# [Requirement]
Add 116 to every coordinate in the answer bounding boxes of the material below, starting at the line containing "Target: secondary flower cluster at top" and ending at the line containing "top-left (240, 108), bottom-right (1122, 852)". Reproduce only those lines, keeping all other text in them unchanged.
--- START The data ---
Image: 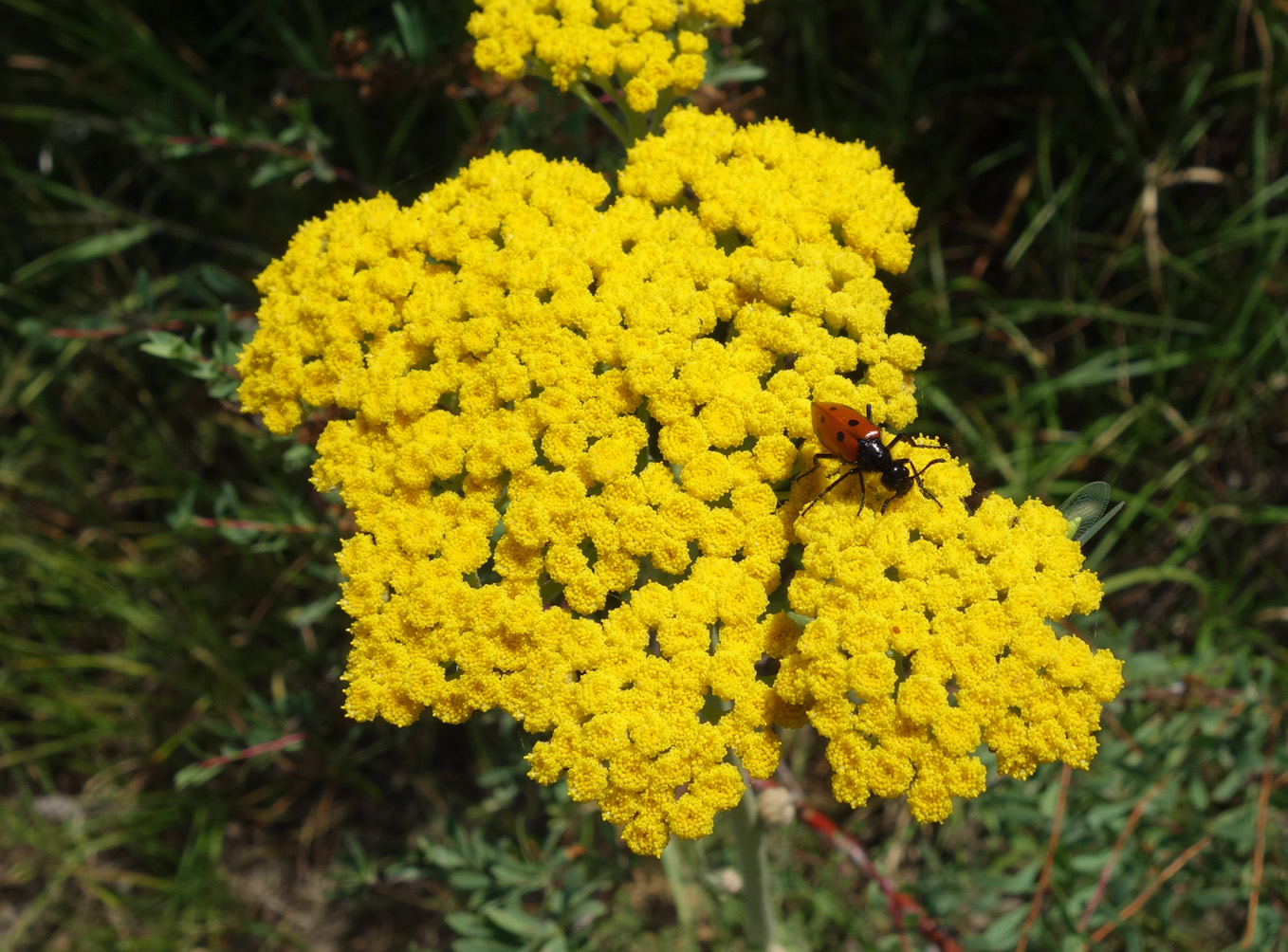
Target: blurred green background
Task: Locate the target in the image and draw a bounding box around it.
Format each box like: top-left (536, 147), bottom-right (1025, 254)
top-left (0, 0), bottom-right (1288, 952)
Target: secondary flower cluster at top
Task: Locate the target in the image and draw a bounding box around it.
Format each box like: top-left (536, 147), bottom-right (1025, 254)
top-left (467, 0), bottom-right (756, 112)
top-left (240, 108), bottom-right (1122, 852)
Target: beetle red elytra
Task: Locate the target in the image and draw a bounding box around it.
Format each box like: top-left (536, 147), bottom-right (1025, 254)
top-left (796, 402), bottom-right (948, 518)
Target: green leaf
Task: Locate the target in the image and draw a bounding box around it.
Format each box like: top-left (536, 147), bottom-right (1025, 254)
top-left (483, 906), bottom-right (557, 938)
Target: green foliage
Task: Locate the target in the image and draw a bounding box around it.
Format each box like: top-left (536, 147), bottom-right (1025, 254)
top-left (0, 0), bottom-right (1288, 952)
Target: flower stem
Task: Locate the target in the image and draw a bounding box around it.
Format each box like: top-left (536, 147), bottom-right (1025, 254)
top-left (662, 836), bottom-right (698, 952)
top-left (568, 80), bottom-right (634, 148)
top-left (730, 788), bottom-right (776, 949)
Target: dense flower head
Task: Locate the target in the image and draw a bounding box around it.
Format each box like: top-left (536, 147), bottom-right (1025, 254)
top-left (467, 0), bottom-right (756, 112)
top-left (240, 108), bottom-right (1120, 852)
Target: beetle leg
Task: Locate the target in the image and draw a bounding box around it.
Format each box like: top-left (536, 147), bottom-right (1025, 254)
top-left (796, 467), bottom-right (868, 520)
top-left (908, 460), bottom-right (948, 509)
top-left (792, 453), bottom-right (841, 483)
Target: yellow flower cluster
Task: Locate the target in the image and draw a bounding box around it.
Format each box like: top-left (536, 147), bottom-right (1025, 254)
top-left (467, 0), bottom-right (756, 112)
top-left (240, 108), bottom-right (1120, 854)
top-left (774, 484), bottom-right (1123, 822)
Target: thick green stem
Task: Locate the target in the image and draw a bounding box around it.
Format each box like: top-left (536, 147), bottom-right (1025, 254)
top-left (662, 836), bottom-right (698, 949)
top-left (730, 788), bottom-right (776, 949)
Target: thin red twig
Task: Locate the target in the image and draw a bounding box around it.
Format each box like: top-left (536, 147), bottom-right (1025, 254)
top-left (756, 768), bottom-right (965, 952)
top-left (192, 515), bottom-right (322, 533)
top-left (1082, 836), bottom-right (1212, 949)
top-left (1078, 773), bottom-right (1172, 933)
top-left (1242, 711), bottom-right (1279, 948)
top-left (1015, 764), bottom-right (1073, 952)
top-left (197, 732), bottom-right (304, 766)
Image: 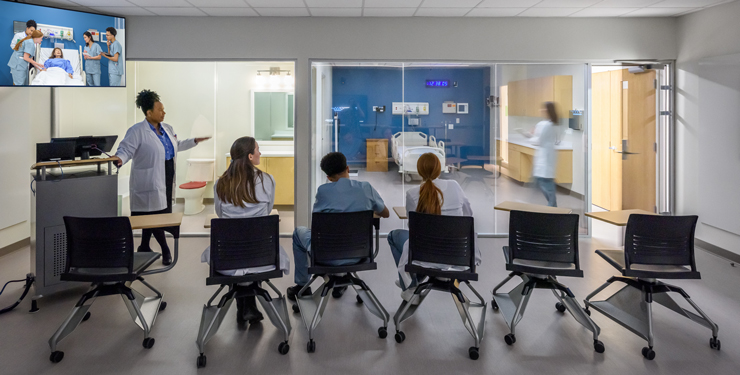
--- END The data ---
# [Full response]
Target: secondary flower cluster at top
Task: Locate the target in the image and draw a bounding box around it.
Format each box like: top-left (536, 147), bottom-right (1025, 254)
top-left (583, 116), bottom-right (872, 228)
top-left (356, 224), bottom-right (1238, 968)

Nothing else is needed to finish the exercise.